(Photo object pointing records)
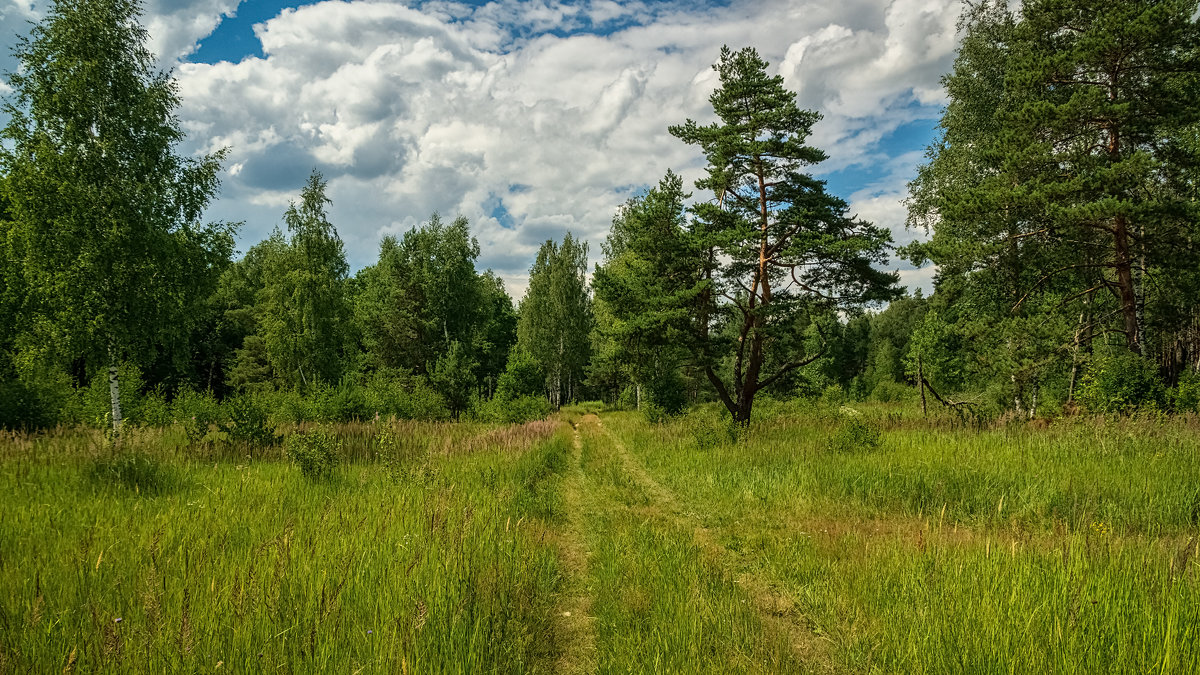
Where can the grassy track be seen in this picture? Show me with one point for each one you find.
(605, 544)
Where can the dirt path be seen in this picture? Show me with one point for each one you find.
(575, 623)
(775, 608)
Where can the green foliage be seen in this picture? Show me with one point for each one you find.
(1121, 383)
(246, 420)
(135, 471)
(405, 455)
(155, 410)
(555, 320)
(766, 203)
(105, 211)
(888, 392)
(39, 400)
(454, 377)
(305, 315)
(345, 401)
(711, 428)
(519, 410)
(523, 376)
(315, 452)
(197, 412)
(856, 435)
(97, 407)
(1186, 395)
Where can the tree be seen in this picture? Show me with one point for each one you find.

# GOAL OF THE EXERCISE
Exactly and only the lines from the line containing "Where can the dirt" through the last line of the entries should be copied, both ends included.

# WRITTEN SOLUTION
Where can the dirt path be seen in this picture? Show me with one point for each one you find.
(575, 623)
(775, 608)
Where can the green foliage be seen in this picture? Show me with one point for each one you find.
(1121, 383)
(246, 420)
(135, 471)
(405, 455)
(155, 410)
(555, 320)
(766, 203)
(105, 211)
(888, 392)
(39, 400)
(454, 377)
(305, 315)
(345, 401)
(711, 428)
(519, 410)
(523, 376)
(315, 452)
(197, 412)
(856, 435)
(97, 407)
(1186, 395)
Where can the tree be seen in this picture? Show me with one point for each one you find.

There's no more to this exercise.